Information provided START

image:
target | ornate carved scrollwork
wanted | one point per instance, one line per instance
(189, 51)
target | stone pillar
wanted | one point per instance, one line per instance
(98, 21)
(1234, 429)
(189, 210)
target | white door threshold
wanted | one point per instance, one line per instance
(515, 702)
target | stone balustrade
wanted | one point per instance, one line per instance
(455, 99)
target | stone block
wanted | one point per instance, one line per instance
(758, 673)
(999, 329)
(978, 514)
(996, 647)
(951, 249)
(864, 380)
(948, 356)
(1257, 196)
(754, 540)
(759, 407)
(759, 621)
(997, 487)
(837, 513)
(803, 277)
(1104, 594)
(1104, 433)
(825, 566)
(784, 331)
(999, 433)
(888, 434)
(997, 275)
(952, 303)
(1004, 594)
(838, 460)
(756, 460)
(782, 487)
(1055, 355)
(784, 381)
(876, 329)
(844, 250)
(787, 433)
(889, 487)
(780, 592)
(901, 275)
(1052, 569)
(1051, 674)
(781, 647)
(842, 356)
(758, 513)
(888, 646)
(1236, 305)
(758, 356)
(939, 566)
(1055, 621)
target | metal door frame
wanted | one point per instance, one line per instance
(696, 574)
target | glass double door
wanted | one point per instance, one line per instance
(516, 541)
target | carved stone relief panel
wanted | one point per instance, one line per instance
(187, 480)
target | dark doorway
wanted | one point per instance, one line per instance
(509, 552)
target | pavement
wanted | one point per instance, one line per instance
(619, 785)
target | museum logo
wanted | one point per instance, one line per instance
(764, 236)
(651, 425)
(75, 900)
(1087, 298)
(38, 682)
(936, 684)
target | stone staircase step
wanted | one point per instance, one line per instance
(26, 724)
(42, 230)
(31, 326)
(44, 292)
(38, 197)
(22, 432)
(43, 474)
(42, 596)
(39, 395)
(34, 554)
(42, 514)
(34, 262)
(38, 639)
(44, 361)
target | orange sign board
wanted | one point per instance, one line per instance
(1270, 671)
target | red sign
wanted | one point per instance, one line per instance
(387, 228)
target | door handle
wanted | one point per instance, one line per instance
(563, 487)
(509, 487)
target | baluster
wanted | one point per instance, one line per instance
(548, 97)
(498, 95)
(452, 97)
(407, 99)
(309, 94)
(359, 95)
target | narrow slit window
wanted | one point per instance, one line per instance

Information provided END

> _Exercise instructions_
If a line comes after the one with "target | stone block", leave it out; reproduce exactly every line of the material from the first up to and including that one.

> _Solution_
image:
target | ornate carved scrollwork
wanted | one point per instance, one line per instance
(189, 51)
target | stone pillar
wanted | one point per instance, one line per instance
(98, 21)
(1234, 429)
(189, 210)
target | white door threshold
wanted | one point per instance, one line per instance
(515, 702)
target | stone balustrade
wanted | one point per instance, one line per instance
(455, 99)
target | stone block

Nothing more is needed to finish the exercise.